* How to complete this task
Could every line of the data be copied out once more, exactly?
-- Extracted material follows --
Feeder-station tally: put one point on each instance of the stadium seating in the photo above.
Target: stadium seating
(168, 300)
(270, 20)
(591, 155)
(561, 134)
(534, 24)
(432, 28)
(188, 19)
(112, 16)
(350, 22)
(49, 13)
-- Extracted material concluded --
* Result
Feeder-station tally: put one point on each instance of the stadium seating in the photo above.
Target: stadium seating
(168, 300)
(270, 20)
(591, 155)
(561, 134)
(534, 24)
(432, 28)
(188, 19)
(112, 16)
(350, 22)
(49, 13)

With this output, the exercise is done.